Data provided =>
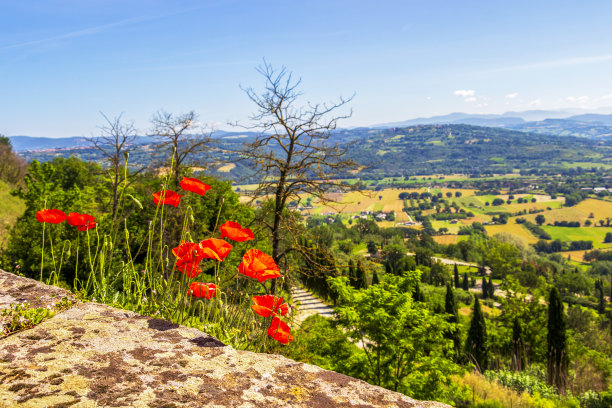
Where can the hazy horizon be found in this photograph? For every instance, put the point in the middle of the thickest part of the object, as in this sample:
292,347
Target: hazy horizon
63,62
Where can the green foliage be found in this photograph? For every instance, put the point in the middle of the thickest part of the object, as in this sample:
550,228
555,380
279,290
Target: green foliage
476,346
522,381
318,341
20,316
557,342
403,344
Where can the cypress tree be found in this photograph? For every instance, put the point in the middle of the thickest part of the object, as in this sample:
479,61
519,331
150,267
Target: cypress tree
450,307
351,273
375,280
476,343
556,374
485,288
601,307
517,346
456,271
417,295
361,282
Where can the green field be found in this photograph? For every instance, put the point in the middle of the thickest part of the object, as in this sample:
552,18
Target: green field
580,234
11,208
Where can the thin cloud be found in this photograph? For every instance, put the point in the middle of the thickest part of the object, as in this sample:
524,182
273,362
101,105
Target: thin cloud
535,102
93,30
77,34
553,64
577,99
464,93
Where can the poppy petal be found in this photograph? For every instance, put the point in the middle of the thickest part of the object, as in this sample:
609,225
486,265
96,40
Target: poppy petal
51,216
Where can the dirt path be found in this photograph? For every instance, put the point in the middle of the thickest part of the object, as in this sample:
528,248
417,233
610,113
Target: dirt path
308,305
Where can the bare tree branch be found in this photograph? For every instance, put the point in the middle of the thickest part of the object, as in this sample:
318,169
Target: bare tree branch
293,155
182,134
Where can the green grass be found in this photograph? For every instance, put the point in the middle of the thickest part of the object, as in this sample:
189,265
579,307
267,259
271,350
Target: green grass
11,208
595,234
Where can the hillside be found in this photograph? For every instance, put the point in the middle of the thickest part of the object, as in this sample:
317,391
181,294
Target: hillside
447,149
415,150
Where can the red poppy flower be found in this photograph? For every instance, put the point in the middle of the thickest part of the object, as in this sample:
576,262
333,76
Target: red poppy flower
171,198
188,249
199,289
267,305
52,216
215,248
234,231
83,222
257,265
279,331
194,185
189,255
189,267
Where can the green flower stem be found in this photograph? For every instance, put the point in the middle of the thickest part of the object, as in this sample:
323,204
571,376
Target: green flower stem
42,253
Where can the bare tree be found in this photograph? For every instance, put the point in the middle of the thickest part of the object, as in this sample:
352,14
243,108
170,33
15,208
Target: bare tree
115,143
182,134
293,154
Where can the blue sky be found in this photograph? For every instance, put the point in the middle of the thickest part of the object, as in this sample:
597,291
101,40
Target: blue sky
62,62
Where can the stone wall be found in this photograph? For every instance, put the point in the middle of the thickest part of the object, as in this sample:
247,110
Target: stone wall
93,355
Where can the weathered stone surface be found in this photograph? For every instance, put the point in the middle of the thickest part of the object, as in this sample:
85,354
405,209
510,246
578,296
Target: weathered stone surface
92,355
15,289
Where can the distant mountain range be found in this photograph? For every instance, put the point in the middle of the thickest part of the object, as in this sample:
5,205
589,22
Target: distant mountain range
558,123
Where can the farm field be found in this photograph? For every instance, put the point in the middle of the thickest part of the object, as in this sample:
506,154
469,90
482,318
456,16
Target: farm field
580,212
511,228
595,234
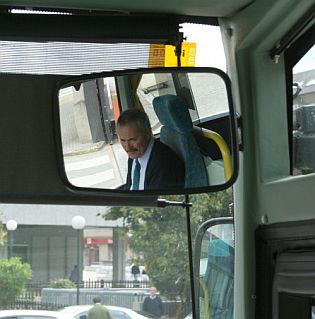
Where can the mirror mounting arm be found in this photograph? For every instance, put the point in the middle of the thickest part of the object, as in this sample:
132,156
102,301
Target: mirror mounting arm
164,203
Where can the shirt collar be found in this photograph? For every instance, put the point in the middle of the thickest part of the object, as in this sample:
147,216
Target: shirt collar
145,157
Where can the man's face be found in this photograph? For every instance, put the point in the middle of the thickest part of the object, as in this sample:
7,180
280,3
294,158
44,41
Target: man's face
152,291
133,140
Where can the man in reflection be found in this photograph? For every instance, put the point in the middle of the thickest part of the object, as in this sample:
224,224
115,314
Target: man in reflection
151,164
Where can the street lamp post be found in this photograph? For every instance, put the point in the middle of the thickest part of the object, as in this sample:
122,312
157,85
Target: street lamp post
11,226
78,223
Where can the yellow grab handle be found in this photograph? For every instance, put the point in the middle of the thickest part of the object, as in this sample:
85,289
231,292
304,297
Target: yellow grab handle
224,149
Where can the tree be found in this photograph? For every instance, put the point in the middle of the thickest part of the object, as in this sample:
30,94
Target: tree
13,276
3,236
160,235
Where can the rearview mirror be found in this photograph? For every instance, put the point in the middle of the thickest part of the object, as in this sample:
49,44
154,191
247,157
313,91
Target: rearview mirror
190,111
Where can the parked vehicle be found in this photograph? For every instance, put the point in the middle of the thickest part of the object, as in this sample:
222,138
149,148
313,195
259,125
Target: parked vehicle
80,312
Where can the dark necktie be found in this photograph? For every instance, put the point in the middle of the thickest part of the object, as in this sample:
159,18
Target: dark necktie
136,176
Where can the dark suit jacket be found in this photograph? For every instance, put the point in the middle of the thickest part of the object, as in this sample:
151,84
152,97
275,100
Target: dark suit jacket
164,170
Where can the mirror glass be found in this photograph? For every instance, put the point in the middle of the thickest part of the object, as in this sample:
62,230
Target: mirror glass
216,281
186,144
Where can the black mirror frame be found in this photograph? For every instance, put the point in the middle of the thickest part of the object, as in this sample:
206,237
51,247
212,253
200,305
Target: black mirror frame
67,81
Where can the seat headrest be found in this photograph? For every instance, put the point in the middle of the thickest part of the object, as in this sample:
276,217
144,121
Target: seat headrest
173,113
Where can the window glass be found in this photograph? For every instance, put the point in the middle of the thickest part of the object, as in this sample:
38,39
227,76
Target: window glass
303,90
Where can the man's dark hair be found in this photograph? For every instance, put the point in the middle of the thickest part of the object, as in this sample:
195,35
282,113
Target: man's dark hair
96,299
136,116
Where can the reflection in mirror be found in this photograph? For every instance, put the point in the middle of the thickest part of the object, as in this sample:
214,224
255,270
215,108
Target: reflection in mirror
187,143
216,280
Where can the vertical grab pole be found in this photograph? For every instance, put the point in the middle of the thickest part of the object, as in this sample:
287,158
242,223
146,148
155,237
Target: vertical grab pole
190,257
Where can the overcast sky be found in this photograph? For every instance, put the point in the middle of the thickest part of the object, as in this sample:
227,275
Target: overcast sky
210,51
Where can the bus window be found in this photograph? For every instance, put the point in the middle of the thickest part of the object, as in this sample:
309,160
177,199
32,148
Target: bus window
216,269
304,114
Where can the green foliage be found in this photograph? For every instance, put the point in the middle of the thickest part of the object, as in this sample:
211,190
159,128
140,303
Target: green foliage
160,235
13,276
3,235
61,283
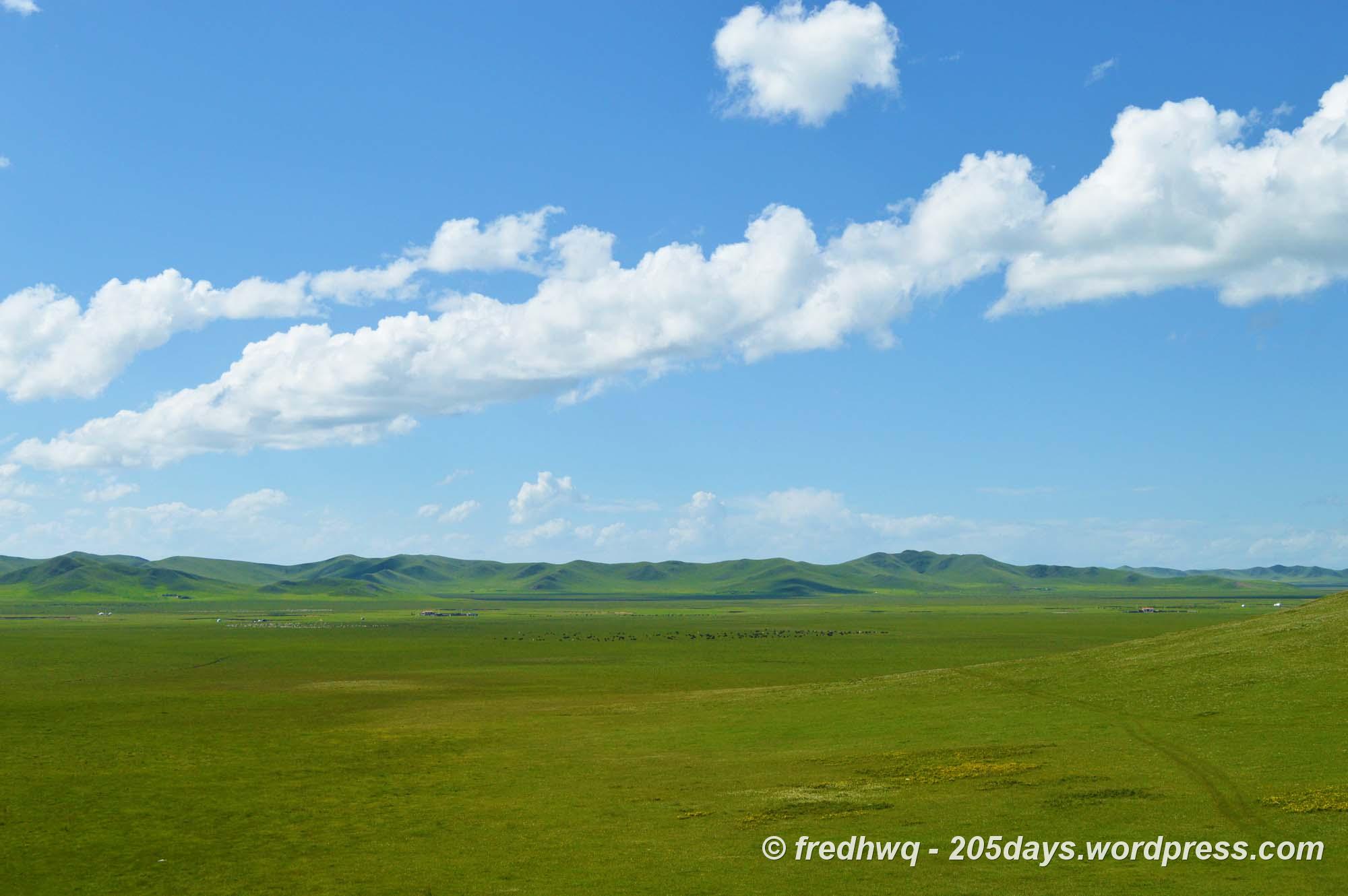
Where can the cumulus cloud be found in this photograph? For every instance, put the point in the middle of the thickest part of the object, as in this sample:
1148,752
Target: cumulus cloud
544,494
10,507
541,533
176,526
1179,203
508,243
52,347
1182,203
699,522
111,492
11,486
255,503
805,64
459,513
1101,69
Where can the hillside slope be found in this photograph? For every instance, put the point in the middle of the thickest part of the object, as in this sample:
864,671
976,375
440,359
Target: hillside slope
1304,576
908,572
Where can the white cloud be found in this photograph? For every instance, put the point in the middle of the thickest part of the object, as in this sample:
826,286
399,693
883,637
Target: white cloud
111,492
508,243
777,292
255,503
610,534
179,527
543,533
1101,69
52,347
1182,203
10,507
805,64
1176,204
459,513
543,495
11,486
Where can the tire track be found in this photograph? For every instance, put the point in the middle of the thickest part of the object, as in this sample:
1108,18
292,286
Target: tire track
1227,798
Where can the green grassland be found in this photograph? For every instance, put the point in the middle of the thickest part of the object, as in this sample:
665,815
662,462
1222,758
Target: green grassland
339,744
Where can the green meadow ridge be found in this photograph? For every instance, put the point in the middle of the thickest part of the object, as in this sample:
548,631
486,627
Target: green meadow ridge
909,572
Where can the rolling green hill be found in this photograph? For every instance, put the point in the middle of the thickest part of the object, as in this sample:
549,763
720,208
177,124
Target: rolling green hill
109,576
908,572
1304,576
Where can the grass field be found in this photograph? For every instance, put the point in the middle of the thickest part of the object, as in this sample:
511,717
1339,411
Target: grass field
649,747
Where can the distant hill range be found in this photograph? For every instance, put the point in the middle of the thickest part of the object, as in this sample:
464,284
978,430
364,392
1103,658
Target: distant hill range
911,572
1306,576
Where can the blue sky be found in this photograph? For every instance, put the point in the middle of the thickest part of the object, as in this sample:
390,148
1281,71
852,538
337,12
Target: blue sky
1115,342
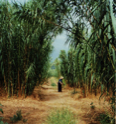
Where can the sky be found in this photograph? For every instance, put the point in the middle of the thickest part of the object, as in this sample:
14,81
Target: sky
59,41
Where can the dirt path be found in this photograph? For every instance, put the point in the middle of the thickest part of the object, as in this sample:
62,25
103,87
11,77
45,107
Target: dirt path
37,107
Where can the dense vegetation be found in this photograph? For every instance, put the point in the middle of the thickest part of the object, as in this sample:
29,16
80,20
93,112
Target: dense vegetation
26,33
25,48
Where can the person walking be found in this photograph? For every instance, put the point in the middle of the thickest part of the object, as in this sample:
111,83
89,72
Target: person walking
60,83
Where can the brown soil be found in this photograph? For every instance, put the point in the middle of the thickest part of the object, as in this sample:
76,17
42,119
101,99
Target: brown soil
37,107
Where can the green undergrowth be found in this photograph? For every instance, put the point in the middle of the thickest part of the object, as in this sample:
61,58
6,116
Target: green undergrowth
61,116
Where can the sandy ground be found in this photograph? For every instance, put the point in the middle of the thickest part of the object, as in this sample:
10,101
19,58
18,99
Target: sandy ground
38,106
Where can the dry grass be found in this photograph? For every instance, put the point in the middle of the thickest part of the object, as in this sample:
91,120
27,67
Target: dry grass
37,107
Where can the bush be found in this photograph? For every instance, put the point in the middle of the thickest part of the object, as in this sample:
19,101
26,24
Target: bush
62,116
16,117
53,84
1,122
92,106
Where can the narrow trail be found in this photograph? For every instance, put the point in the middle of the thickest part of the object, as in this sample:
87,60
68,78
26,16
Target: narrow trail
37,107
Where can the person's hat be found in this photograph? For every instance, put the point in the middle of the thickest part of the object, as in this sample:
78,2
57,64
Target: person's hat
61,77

What the task asks => Once the line containing "Where can the person's" is found in the listing above, set down that line and every line after it, exactly.

Answer section =>
Where can the person's hat be found in this photograph? For every instance, put the point in the middle of the thickest part of the object, as in this sample:
78,2
57,64
Target: person's hat
61,77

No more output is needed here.